SET TASK:
Starting with the line containing "foliage shown in this photograph." and going on through the end of the entries, replace "pin" with "marker" and write out only those lines again, with nothing else changed.

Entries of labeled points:

>> begin

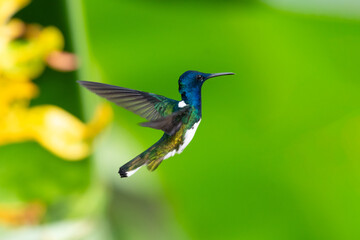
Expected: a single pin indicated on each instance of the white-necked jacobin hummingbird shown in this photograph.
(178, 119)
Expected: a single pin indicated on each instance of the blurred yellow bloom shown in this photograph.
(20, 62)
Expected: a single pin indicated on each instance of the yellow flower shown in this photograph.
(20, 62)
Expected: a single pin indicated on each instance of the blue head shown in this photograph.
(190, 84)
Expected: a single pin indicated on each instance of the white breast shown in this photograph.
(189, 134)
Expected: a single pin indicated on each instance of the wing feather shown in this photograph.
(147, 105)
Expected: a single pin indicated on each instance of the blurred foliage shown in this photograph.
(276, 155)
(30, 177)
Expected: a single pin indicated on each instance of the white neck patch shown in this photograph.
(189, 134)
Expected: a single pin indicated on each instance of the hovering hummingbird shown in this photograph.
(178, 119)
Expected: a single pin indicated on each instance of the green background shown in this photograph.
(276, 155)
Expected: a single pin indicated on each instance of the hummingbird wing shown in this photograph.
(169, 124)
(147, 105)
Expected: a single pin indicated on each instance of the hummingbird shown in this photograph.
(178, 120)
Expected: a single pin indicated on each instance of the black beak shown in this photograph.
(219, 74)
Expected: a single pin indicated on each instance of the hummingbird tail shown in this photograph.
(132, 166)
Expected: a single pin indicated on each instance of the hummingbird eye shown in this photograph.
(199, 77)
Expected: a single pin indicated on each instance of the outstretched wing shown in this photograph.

>> end

TASK SOLUTION:
Expected: a single marker indicated on each instance of the blurred foliage shown in this photograph.
(276, 155)
(30, 177)
Expected: a single marker indicated on each instance of the white neck patch shown in this photograph.
(189, 134)
Expected: a single marker indicated on each instance of the hovering hummingbird shown in this photograph.
(178, 119)
Expected: a single marker indicated on each instance of the green background shown in this photograph.
(276, 155)
Expected: a single marker indicated on each instance of the hummingbird wing shown in this photograph.
(169, 124)
(147, 105)
Expected: a single marker indicated on each instance of the hummingbird shown in this photograph.
(178, 120)
Expected: a single marker indicated on each instance of the black beak shown in this photograph.
(219, 74)
Expected: a single marker indicated on each instance of the hummingbird tail shown in this photograph.
(132, 166)
Expected: a single marker indicated on each instance of the hummingbird eye shown in this photograph.
(199, 77)
Expected: a single marker indicated on each instance of the outstretched wing shown in this photograph.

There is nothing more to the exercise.